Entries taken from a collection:

⁂

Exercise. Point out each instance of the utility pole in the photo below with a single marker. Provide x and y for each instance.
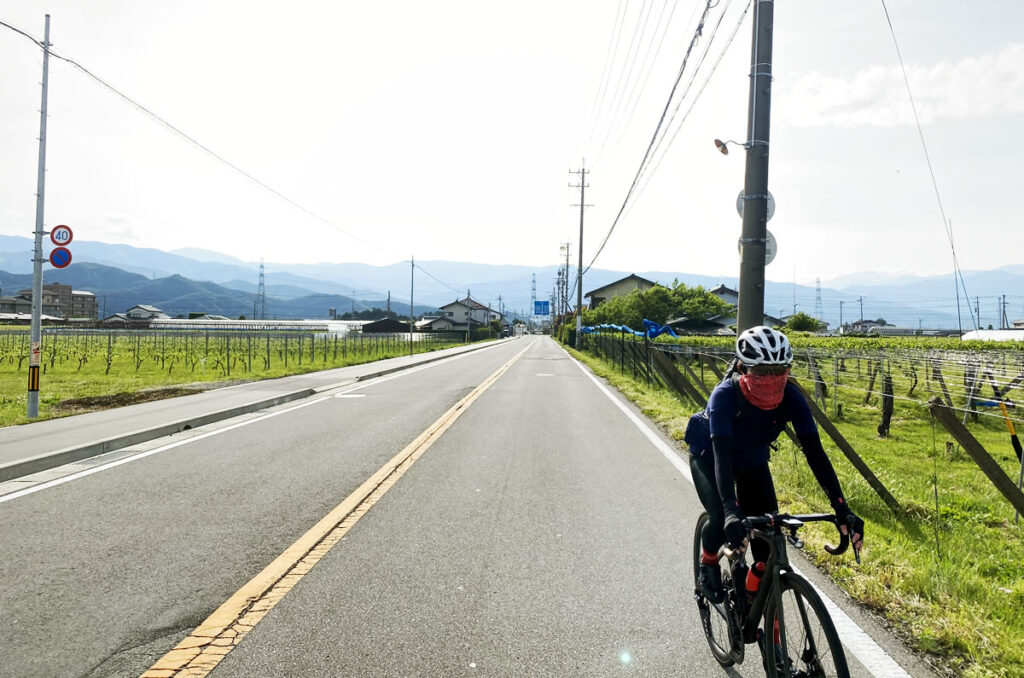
(582, 172)
(412, 313)
(819, 311)
(754, 238)
(36, 345)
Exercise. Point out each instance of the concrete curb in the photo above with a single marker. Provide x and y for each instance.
(50, 460)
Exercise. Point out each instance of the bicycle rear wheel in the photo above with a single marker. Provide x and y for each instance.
(805, 644)
(714, 619)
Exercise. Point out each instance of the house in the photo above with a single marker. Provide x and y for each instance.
(465, 314)
(62, 301)
(620, 288)
(22, 304)
(145, 312)
(385, 326)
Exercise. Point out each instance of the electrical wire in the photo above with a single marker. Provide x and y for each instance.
(190, 139)
(650, 68)
(628, 65)
(609, 56)
(434, 279)
(657, 163)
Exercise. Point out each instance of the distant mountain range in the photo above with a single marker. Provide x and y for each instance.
(202, 281)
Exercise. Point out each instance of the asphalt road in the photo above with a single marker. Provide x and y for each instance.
(542, 535)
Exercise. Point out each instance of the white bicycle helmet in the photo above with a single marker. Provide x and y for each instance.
(763, 345)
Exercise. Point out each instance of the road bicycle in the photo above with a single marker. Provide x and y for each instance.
(785, 619)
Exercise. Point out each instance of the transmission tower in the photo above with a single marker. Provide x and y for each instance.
(818, 310)
(261, 295)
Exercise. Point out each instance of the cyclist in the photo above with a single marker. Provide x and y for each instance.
(745, 413)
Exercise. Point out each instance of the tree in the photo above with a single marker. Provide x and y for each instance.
(801, 322)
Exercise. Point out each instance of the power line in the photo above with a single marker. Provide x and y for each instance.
(609, 56)
(195, 141)
(921, 133)
(627, 68)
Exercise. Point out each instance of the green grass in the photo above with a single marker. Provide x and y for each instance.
(147, 365)
(950, 580)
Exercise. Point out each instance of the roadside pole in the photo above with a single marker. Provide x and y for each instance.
(754, 238)
(583, 188)
(37, 257)
(412, 314)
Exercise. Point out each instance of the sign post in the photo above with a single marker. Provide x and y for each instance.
(37, 259)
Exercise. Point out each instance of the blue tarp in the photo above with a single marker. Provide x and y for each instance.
(651, 329)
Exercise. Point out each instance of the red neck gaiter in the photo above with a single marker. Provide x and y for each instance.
(764, 391)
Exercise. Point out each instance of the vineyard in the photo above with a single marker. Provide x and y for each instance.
(943, 553)
(84, 370)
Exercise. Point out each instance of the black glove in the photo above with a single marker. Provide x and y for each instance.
(735, 533)
(855, 526)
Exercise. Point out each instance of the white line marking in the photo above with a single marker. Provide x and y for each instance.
(142, 455)
(102, 467)
(861, 645)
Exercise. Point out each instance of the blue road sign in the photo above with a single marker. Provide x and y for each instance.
(59, 257)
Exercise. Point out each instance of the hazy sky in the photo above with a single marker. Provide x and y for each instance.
(445, 130)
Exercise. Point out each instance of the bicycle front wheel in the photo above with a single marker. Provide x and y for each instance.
(800, 639)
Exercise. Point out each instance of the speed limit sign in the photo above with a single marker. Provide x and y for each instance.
(60, 235)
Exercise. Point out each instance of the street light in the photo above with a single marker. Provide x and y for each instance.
(723, 149)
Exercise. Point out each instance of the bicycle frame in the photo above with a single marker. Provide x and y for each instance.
(778, 561)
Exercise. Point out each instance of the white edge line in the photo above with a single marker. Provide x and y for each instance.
(142, 455)
(869, 653)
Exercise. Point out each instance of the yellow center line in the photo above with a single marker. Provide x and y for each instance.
(200, 652)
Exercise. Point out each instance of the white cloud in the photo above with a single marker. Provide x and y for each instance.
(119, 227)
(979, 86)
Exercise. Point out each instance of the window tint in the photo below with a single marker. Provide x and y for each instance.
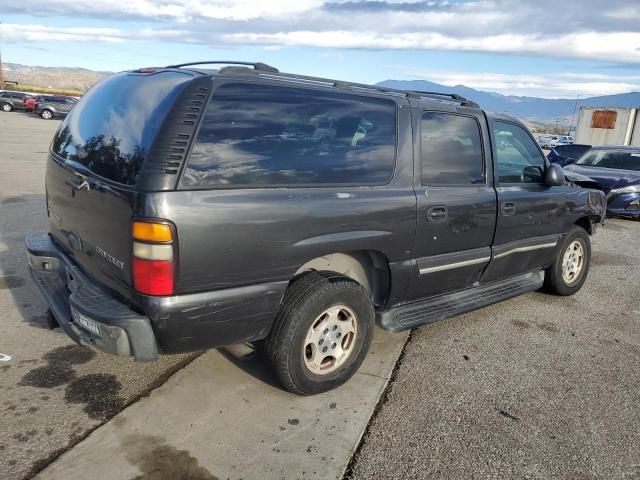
(518, 158)
(112, 127)
(620, 159)
(450, 150)
(269, 135)
(572, 151)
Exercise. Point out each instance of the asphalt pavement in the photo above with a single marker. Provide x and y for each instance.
(52, 392)
(536, 387)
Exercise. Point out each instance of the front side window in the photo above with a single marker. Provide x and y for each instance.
(518, 159)
(450, 150)
(262, 135)
(617, 159)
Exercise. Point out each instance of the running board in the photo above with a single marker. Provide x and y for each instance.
(431, 309)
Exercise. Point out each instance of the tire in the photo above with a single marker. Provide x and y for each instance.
(568, 273)
(303, 330)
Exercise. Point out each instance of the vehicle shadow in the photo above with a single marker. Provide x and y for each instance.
(21, 215)
(250, 358)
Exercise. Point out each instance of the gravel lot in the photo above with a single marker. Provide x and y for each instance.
(52, 392)
(534, 387)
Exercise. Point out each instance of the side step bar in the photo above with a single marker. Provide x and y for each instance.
(412, 315)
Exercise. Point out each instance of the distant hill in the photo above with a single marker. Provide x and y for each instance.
(533, 108)
(55, 77)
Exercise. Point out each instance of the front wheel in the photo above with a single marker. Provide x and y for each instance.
(321, 334)
(571, 266)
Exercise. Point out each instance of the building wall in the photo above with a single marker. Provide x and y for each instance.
(603, 136)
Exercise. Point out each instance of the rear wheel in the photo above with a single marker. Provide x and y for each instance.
(571, 266)
(321, 334)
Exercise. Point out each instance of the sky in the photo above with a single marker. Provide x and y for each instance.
(543, 48)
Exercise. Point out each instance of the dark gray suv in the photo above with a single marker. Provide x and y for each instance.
(191, 209)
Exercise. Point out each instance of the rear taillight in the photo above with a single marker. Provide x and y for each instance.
(153, 257)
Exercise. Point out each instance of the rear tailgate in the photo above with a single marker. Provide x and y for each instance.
(94, 165)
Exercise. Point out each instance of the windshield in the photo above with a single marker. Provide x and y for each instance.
(112, 127)
(619, 159)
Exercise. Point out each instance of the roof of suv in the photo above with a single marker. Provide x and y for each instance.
(265, 71)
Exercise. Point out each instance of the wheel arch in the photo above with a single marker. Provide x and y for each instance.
(586, 223)
(370, 268)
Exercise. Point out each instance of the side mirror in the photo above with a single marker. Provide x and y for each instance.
(554, 176)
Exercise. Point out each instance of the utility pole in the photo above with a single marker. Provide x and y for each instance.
(1, 68)
(1, 73)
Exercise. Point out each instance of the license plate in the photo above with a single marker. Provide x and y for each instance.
(86, 323)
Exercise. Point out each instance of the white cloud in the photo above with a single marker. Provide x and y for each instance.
(551, 85)
(588, 29)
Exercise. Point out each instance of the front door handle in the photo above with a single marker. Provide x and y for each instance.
(437, 214)
(508, 208)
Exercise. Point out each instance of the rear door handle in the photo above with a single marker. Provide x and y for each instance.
(508, 208)
(438, 213)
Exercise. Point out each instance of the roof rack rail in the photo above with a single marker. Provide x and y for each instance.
(256, 65)
(267, 71)
(453, 96)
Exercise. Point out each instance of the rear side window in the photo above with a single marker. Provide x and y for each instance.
(617, 159)
(572, 151)
(450, 150)
(112, 127)
(518, 159)
(261, 135)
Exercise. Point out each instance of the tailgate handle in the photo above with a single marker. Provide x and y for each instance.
(82, 184)
(437, 214)
(508, 208)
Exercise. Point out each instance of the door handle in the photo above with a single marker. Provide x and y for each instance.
(508, 208)
(437, 214)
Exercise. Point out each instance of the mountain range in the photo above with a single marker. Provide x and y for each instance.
(536, 110)
(532, 108)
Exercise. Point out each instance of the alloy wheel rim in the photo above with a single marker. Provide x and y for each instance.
(330, 340)
(572, 262)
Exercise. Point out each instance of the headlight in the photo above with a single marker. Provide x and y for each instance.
(629, 189)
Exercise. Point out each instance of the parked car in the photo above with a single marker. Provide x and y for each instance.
(560, 140)
(55, 107)
(544, 141)
(31, 102)
(617, 171)
(13, 101)
(184, 215)
(566, 154)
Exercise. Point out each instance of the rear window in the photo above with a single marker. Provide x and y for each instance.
(112, 127)
(572, 151)
(261, 135)
(620, 159)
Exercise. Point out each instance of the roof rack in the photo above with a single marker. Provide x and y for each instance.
(267, 71)
(361, 87)
(256, 65)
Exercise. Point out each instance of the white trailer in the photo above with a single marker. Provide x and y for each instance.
(608, 126)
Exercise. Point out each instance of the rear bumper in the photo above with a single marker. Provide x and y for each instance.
(74, 298)
(627, 204)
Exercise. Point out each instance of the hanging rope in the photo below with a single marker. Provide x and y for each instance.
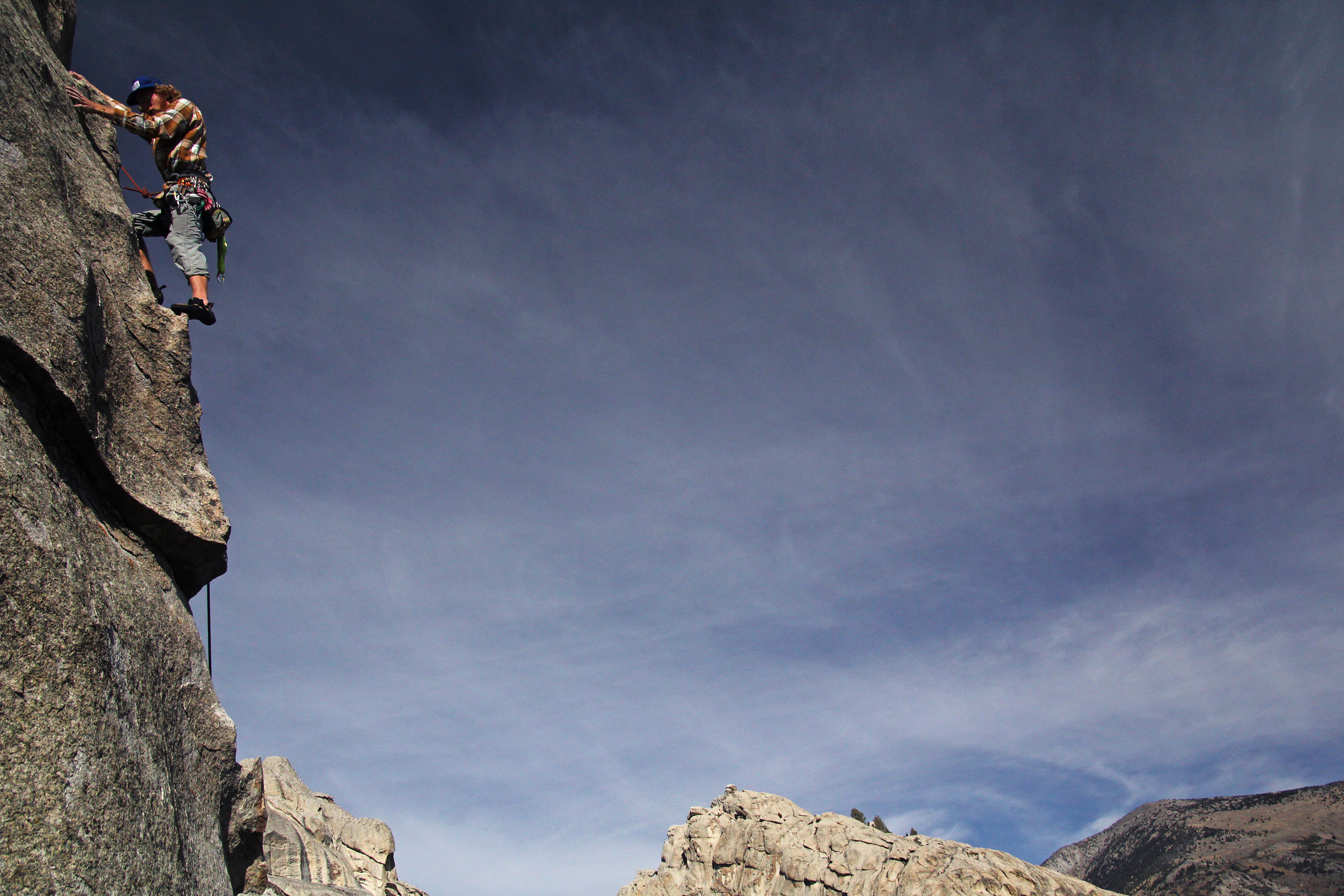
(144, 192)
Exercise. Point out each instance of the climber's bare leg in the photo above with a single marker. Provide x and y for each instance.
(149, 273)
(198, 288)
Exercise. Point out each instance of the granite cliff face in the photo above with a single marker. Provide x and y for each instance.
(752, 844)
(1259, 845)
(117, 769)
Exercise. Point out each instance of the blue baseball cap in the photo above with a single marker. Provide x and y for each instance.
(141, 84)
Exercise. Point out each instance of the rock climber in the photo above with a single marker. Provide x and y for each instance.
(176, 133)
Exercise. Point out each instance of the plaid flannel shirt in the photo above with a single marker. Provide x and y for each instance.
(176, 135)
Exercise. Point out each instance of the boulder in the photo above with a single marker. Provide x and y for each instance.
(315, 848)
(753, 844)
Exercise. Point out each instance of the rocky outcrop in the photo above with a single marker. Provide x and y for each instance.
(752, 844)
(1259, 845)
(316, 848)
(117, 769)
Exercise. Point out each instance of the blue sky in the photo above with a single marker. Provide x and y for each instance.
(932, 409)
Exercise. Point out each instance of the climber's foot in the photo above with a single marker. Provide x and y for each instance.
(197, 311)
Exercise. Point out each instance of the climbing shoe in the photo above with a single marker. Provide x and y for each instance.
(197, 311)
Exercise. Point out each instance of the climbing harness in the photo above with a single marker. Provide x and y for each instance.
(214, 218)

⁂

• **Exercise aim**:
Please edit the items starting at the line that contains "Exercise. Point out each instance of the rear bumper" and ending at the end of the items, replacing "single marker" with "single dot" and leaving everything else unchanged. Omit the pictures from your answer.

• **Reply**:
Exercise. Point out each instance of the rear bumper in the photo above with a single dot. Provide x and y for each instance.
(74, 298)
(627, 204)
Exercise. Point out each instance of the hanging rope in the photo below with a single dot. Provide x and y for each instance.
(144, 192)
Exercise. Point out each instance of the climber's bare leg in the photo above with a single dot. Provide x and y for each instance.
(149, 273)
(198, 288)
Exercise. Point out each instance of the granite cliff face in the photo above with a single dot. Provide x and y for each instance.
(752, 844)
(1259, 845)
(117, 769)
Exercise. Point out each instance of the blue baseball cap in the photo above with a single dot. Provide x and y for each instance.
(141, 84)
Exercise. Point out each instance of the rock climber in the photo above with a single dot. Provide x and y for each instance.
(176, 133)
Exercise. Point out each instance of the plaid flannel shirt in the photo above with a single dot. Provide x and y for each instance.
(176, 135)
Exercise. Point out each instance of the boulder in the photo above with a single dot. Provide x and y for each instance.
(315, 848)
(753, 844)
Exercise. Point out each instance of the rocky outcrop in the photo above with a single dot. Provide x and y for each instance.
(752, 844)
(1259, 845)
(316, 848)
(117, 769)
Exercise. Point out each instance of the blue sky in the photo above with a single dot. Provide x and y for each instance.
(932, 409)
Exercise. Point out each instance of the climber's foot in the photo above with a single dot. Provide x and y for each instance.
(197, 311)
Exercise. Point out each instance of the climbing shoe in the photo above with a single dot. Provide x and y for each instance.
(197, 311)
Exercise. Point out each instance of the climbing harness in the photo above with a single dot. Provide x and y for each instance.
(214, 218)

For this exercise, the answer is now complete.